EXERCISE PROMPT: Please count how many lines in the items below contain the string "puppy", treating uppercase and lowercase as different, and give only the number.

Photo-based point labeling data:
┌──

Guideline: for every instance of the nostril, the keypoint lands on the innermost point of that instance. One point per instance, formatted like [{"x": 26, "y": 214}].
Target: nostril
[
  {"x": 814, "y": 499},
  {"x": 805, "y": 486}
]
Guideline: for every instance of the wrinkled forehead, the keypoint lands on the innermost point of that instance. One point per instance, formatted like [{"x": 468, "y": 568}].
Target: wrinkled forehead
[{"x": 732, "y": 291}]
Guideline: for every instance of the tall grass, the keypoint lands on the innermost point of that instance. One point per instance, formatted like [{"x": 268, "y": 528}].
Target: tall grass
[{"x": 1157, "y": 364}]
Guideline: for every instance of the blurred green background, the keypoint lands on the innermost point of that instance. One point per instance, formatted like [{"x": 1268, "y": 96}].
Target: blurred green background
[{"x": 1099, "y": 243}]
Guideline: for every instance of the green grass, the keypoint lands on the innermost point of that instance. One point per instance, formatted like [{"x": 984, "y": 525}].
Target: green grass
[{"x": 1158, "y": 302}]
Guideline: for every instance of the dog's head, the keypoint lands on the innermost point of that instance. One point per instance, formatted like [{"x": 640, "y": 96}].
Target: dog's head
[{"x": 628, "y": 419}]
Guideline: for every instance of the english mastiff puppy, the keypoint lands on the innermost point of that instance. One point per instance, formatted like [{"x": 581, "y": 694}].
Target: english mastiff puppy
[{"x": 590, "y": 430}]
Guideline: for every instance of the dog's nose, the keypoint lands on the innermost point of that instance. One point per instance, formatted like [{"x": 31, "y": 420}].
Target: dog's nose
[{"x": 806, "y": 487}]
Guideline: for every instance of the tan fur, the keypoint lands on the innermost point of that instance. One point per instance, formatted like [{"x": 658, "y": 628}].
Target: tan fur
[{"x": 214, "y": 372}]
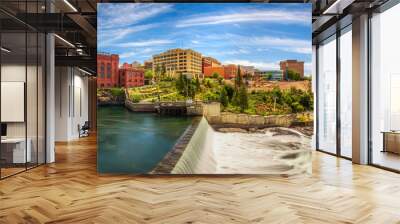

└──

RESULT FOR THIS EXERCISE: 2